Stored data entries

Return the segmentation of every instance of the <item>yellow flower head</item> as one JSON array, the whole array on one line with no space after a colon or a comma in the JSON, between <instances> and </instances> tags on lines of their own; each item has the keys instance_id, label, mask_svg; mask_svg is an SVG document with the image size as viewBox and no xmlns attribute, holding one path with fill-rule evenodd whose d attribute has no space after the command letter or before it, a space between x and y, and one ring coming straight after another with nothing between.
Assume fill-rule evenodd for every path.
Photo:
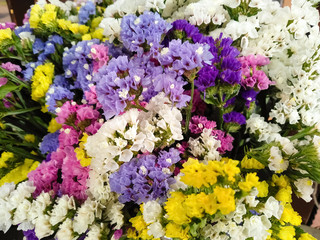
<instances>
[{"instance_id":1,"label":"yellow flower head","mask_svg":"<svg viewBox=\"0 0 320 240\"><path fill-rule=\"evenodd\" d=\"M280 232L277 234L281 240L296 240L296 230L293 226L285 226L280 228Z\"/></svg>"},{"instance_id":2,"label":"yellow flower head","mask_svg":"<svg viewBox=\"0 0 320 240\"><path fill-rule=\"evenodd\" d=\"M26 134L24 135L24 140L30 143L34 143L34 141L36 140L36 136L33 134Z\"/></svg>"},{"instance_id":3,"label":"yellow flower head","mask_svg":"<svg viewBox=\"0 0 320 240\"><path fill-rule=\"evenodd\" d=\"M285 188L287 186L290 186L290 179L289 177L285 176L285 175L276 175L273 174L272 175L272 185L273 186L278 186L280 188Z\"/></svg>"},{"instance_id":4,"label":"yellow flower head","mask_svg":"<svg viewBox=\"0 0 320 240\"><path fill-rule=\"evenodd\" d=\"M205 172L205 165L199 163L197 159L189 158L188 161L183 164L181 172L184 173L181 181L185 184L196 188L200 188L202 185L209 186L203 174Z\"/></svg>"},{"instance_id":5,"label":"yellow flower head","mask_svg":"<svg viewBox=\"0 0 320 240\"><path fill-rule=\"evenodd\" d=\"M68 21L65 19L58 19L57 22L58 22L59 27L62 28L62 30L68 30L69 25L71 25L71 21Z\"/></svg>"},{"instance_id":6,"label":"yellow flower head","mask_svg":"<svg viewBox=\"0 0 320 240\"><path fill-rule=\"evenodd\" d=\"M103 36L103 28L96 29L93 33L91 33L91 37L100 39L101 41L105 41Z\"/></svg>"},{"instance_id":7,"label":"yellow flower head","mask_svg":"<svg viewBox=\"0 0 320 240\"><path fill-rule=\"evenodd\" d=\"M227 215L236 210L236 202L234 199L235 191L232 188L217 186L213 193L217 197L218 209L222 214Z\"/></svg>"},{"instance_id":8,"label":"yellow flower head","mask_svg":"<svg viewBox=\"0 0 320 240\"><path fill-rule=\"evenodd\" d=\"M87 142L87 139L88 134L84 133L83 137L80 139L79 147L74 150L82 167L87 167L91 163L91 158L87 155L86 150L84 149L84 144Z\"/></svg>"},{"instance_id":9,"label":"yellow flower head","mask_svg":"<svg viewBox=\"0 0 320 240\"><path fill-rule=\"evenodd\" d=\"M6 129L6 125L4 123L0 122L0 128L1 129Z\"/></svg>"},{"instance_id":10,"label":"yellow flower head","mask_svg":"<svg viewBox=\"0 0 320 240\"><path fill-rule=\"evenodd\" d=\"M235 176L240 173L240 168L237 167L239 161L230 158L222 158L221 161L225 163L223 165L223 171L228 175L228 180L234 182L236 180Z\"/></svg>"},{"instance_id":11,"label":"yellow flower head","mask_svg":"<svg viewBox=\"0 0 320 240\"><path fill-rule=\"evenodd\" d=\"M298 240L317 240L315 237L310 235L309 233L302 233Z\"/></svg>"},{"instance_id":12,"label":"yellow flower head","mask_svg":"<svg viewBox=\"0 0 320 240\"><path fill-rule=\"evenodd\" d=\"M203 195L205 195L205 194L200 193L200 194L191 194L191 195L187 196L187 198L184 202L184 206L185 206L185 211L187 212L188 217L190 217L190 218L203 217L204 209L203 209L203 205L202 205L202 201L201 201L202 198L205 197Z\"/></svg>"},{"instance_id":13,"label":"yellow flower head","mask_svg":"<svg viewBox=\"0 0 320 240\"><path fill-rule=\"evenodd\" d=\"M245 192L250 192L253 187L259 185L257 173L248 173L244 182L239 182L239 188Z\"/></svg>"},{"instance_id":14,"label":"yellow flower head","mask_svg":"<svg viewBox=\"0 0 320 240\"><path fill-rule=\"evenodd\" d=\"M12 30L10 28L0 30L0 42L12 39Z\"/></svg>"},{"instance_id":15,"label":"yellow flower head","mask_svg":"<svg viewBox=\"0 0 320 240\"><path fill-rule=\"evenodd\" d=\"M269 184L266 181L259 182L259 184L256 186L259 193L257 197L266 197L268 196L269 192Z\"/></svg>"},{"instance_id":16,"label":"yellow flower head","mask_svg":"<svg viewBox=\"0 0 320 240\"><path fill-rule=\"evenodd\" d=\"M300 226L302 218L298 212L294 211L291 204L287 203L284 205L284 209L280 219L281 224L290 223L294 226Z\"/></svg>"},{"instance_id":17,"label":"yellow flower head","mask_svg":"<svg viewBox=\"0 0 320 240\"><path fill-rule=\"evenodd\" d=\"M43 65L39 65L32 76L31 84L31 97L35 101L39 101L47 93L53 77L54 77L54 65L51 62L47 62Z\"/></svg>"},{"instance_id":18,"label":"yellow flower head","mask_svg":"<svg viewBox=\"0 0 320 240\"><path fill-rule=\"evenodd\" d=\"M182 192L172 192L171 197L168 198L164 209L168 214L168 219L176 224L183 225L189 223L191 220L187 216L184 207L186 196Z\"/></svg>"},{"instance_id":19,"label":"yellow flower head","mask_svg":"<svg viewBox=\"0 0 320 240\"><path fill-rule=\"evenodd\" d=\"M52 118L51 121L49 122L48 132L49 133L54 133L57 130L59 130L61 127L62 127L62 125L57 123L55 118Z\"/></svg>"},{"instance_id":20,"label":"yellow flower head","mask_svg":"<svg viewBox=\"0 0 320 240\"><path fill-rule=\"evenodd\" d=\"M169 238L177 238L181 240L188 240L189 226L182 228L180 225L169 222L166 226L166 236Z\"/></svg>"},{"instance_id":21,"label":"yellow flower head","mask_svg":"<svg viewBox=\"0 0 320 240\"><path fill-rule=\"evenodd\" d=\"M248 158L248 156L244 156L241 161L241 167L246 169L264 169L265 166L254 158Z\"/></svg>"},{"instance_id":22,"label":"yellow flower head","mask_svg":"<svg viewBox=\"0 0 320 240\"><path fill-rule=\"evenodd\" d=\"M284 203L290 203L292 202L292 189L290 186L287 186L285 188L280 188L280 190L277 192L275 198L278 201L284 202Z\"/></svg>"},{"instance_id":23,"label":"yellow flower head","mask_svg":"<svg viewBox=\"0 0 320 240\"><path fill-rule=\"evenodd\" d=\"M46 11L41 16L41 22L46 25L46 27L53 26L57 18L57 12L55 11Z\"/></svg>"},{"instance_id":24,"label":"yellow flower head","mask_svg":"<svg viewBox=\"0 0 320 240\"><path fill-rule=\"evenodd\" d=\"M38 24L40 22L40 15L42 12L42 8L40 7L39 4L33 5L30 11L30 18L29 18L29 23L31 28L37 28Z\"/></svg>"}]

> [Exercise prompt]:
Would you set down, word for word, the lines from the opening of the entries above through the line with "Assume fill-rule evenodd for every path.", both included, and no others?

> [Answer area]:
Return the segmentation of every instance of the <item>yellow flower head</item> as one JSON array, the whole array on one line with no space after a colon or a comma in the JSON, between <instances> and </instances> tags on lines of their own; each item has the keys instance_id, label, mask_svg; mask_svg is an SVG document with the image size as viewBox and no xmlns attribute, holding one path with fill-rule evenodd whose d attribute has no space after the command letter or before it, a space between x and y, and one ring coming straight after another with nothing between.
Assume fill-rule evenodd for every path.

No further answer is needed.